SELECTED TEXT »
Well I think a lot of it has to do with the Norton connection to universities across the country, such as the connection to the University of California. As long as we know that audience, we can publish a book with a safety factor built in. The hardcover edition may not be a world leader in sales but we know that there's a second stage which is the paperback. If we have gauged accurately, that paperback will go on to become virtually a textbook in college courses. Now, the unhappy part of that today is that professors are much, much more reluctant to assign books supplementary to textbooks. And as their reluctance builds up, our sales go down and so does the possibility that these books, which I often call crossover books (I claim I invented the term, but it's of no consequence), can travel into trade or general bookstores and really have their payout, often a substantial payout, as paperbacks that are bought by students.
So you're suggesting that to the extent that you focus on the market, it's really a part of the process of keeping the life blood of the publishing business going by identifying target groups that will make the whole process possible.
Well, certainly, Harry, there's a good deal of that. If publishing really were a science, we would know more than we really do know about individual markets' (sub-markets, if you will) demand for particular books. Oh yes, you always know that there's a demand for cookbooks but does that mean that if you put out the tofu cookbook you have an automatic success because there are 873 devout vegetarians in America? I think the answer is no. There have to be a lot more ingredients involved in your selection than simply hypothesizing or even pretending that you have an accurate count of interest collectivities in the population.
One thing that has been very important for publishing is knowing that the libraries are out there to buy the books. That is a more troubled relationship than it has been in the past.
It's certainly not the librarians' fault, but it is the fault of the institution itself which is changing so rapidly. If you look at the stacking of expenditures in libraries, of course the largest single component is, as it ought to be, salaries. And the second component is probably plant and equipment. But in that "equipment" comes some very expensive items known as computers, and the whole collection of supports to computer systems that have to be purchased by libraries. When we come down to what is unfortunately called "print-ware," certainly in academic libraries the serials, that is periodicals or learned journals, come much higher than books in the pecking order. So books are the residual, when it comes to purchases, of library expenditures. And that residual does not go very far any more.

REQUIRED ACTIONS »
A. Answer these questions from the publishing interview:
(i) What term does the speaker claim to have invented?
(ii) How many devout vegetarians are counted in the tofu cookbook example?
(iii) What does the speaker name as the largest single component of library expenditures?
B. List every proper name that appears in the publishing interview.
C. Please retype the publishing interview from the part that opens with the words "One thing that", and stop after "in the past.".

THE DATA »
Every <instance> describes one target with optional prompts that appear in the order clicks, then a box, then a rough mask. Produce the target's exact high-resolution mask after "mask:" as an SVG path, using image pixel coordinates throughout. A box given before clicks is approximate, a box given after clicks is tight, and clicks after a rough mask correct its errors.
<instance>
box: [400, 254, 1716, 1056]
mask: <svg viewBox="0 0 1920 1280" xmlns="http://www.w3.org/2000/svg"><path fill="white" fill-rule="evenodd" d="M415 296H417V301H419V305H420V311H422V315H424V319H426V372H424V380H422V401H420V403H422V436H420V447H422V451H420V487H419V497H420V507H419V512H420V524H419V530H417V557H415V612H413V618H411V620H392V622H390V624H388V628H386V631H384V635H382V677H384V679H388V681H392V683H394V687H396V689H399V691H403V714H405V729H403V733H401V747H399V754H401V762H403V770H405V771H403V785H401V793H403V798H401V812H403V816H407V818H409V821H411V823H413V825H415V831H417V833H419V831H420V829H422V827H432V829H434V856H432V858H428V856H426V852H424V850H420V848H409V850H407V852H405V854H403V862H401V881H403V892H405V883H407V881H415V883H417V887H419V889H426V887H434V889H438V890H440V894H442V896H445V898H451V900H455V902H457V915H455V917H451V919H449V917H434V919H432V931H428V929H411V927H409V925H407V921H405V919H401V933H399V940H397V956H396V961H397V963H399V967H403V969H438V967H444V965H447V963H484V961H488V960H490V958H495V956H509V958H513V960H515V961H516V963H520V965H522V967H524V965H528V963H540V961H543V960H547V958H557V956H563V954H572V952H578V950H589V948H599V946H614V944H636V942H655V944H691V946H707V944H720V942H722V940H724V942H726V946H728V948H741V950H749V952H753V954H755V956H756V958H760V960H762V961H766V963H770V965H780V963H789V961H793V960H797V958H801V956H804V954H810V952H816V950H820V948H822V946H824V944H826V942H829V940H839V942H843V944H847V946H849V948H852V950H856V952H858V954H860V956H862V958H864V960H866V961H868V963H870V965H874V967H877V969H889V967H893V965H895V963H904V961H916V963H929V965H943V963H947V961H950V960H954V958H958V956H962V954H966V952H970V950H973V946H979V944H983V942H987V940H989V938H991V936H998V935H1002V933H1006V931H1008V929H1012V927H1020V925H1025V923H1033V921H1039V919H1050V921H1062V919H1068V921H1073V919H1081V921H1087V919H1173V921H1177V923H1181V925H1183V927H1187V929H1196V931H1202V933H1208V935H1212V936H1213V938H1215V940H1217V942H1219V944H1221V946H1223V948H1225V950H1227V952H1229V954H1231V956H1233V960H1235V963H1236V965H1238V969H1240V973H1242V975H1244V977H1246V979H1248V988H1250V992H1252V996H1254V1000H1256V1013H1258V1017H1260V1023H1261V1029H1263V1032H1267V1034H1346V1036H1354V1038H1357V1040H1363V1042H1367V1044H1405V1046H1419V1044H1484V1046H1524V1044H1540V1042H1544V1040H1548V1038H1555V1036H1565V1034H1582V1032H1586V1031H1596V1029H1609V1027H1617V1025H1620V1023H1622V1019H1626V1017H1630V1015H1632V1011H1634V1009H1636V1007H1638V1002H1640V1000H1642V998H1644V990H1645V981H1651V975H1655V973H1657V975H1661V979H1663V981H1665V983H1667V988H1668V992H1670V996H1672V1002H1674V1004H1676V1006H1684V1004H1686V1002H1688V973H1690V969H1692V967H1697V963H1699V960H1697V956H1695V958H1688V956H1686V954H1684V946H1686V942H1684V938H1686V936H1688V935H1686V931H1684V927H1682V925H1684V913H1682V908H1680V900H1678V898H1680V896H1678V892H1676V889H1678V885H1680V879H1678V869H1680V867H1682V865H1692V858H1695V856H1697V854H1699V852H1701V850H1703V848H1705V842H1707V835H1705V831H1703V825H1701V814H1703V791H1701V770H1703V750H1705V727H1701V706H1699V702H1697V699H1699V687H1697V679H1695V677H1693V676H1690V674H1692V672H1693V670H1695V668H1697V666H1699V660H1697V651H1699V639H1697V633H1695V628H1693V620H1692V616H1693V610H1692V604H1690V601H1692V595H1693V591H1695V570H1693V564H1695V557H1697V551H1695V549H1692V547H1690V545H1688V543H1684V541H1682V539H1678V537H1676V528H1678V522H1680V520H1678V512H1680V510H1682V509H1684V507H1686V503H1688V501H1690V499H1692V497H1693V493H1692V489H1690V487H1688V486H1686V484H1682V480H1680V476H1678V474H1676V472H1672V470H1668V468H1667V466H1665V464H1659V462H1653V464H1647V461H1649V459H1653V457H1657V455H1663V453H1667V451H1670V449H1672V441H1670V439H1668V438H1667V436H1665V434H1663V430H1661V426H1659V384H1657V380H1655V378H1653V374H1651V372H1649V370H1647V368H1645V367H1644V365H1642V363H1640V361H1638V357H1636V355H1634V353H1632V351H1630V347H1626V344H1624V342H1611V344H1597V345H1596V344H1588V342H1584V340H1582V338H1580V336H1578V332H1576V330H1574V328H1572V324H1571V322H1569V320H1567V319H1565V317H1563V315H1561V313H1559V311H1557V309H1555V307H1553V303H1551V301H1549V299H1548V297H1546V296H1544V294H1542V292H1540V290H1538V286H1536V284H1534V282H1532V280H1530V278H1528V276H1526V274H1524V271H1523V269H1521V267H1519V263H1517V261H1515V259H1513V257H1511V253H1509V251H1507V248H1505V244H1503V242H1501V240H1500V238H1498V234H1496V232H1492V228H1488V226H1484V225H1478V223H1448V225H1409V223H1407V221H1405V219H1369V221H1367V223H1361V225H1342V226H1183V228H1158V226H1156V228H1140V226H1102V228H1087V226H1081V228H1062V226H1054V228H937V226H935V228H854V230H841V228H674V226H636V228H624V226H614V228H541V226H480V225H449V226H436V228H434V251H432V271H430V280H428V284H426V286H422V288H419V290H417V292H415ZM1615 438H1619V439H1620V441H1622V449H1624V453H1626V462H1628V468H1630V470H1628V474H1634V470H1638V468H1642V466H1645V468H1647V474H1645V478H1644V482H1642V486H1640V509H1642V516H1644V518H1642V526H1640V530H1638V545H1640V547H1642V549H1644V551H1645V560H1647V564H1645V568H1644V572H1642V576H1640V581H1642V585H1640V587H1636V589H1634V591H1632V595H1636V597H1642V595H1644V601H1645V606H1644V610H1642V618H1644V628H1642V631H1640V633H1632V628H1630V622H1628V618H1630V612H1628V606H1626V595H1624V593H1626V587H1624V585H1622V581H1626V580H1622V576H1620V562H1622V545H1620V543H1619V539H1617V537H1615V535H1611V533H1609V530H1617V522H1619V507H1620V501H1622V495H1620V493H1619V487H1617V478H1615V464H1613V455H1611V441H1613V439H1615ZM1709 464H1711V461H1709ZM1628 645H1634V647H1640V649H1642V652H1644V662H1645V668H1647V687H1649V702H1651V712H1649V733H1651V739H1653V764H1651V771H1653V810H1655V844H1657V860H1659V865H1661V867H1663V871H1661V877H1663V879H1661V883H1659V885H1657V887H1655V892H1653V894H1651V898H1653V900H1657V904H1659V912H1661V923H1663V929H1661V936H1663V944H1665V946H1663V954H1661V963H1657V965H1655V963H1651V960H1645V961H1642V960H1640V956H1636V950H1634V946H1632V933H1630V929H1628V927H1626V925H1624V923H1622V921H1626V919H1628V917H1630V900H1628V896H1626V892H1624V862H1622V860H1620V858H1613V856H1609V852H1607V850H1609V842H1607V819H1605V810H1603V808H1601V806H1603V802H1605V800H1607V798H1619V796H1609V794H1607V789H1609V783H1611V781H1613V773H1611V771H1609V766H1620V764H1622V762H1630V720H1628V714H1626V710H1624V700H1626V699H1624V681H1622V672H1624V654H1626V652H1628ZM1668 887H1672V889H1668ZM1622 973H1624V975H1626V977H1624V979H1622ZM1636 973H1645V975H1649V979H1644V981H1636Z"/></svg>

EXERCISE RESPONSES »
A.
(i) Crossover books
(ii) 873
(iii) Salaries

B. Norton, University of California, Harry, America

C.
One thing that has been very important for publishing is knowing that the libraries are out there to buy the books. That is a more troubled relationship than it has been in the past.